- _Action item A_:
Using the AlphaFold text, say whether each statement below agrees with it. Answer yes or no for each, and quote the deciding words from the text.
(i) AlphaFold 2 was announced in December 2020.
(ii) DNA carries information about the final form of amino acid chains.
(iii) The open source version of AlphaFold 2 is about 10 times faster.
- _Action item B_: According to the AlphaFold text, how many years of work went into the first AlphaFold?
- _Action item C_: Go on with the AlphaFold text, starting right after its last sentence.

- _Document section_:
▬▬▬▬▬▬▬▬▬▬

The recipe for proteins — large molecules consisting of amino acids that are the fundamental building blocks of tissues, muscles, hair, enzymes, antibodies, and other essential parts of living organisms — are encoded in DNA. It’s these genetic definitions that circumscribe their three-dimensional structures, which in turn determine their capabilities. But protein “folding,” as it’s called, is notoriously difficult to figure out from a corresponding genetic sequence alone. DNA contains only information about chains of amino acid residues and not those chains’ final form.
In December 2018, DeepMind attempted to tackle the challenge of protein folding with AlphaFold, the product of two years of work. The Alphabet subsidiary said at the time that AlphaFold could predict structures more precisely than prior solutions. Its successor, AlphaFold 2, announced in December 2020, improved on this to outgun competing protein-folding-predicting methods for a second time. In the results from the 14th Critical Assessment of Structure Prediction (CASP) assessment, AlphaFold 2 had average errors comparable to the width of an atom (or 0.1 of a nanometer), competitive with the results from experimental methods.
AlphaFold draws inspiration from the fields of biology, physics, and machine learning. It takes advantage of the fact that a folded protein can be thought of as a “spatial graph,” where amino acid residues (amino acids contained within a peptide or protein) are nodes and edges connect the residues in close proximity. AlphaFold leverages an AI algorithm that attempts to interpret the structure of this graph while reasoning over the implicit graph it’s building using evolutionarily related sequences, multiple sequence alignment, and a representation of amino acid residue pairs.
In the open source release, DeepMind says it significantly streamlined AlphaFold 2. Whereas the system took days of computing time to generate structures for some entries to CASP, the open source version is about 16 times faster. It can generate structures in minutes to hours, depending on the size of the protein.

▬▬▬▬▬▬▬▬▬▬

- _Information given_:
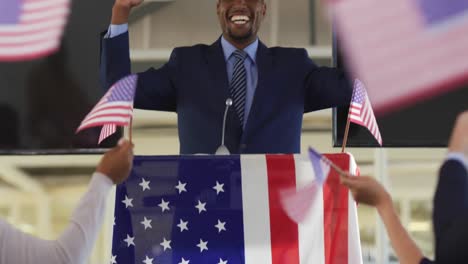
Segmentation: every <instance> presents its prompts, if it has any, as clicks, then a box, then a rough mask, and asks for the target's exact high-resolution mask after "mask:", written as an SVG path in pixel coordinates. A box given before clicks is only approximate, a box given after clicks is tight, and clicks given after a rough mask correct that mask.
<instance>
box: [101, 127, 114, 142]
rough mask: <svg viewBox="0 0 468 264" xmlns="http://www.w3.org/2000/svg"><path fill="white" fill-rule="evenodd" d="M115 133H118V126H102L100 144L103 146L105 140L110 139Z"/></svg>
mask: <svg viewBox="0 0 468 264" xmlns="http://www.w3.org/2000/svg"><path fill="white" fill-rule="evenodd" d="M115 131H117V126H116V125H114V124H105V125H104V126H102V128H101V133H100V134H99V140H98V144H101V142H102V141H103V140H104V139H106V138H108V137H110V136H111V135H112V134H114V133H115Z"/></svg>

▬▬▬▬▬▬▬▬▬▬

- _Exercise answer A_:
(i) Yes: "Its successor, AlphaFold 2, announced in December 2020"
(ii) No: "DNA contains only information about chains of amino acid residues and not those chains’ final form."
(iii) No: "the open source version is about 16 times faster"

- _Exercise answer B_: Two years.

- _Exercise answer C_:
Real-world applications
DeepMind makes the case that AlphaFold, if further refined, could be applied to previously intractable problems in the field of protein folding, including those related to epidemiological efforts. Last year, the company predicted several protein structures of SARS-CoV-2, including ORF3a, whose makeup was formerly a mystery. At CASP14, DeepMind predicted the structure of another coronavirus protein, ORF8, that has since been confirmed by experimentalists.
Beyond aiding the pandemic response, DeepMind expects AlphaFold will be used to explore the hundreds of millions of proteins for which science currently lacks models. Since DNA specifies the amino acid sequences that comprise protein structures, advances in genomics have made it possible to read protein sequences from the natural world, with 180 million protein sequences and counting in the publicly available Universal Protein database. In contrast, given the experimental work needed to translate from sequence to structure, only around 170,000 protein structures are in the Protein Data Bank.
DeepMind says it’s committed to making AlphaFold available “at scale” and collaborating with partners to explore new frontiers, like how multiple proteins form complexes and interact with DNA, RNA, and small molecules. Earlier this year, the company announced a new partnership with the Geneva-based Drugs for Neglected Diseases initiative, a nonprofit pharmaceutical organization that used AlphaFold to identify fexinidazole as a replacement for the toxic compound melarsoprol in the treatment of sleeping sickness.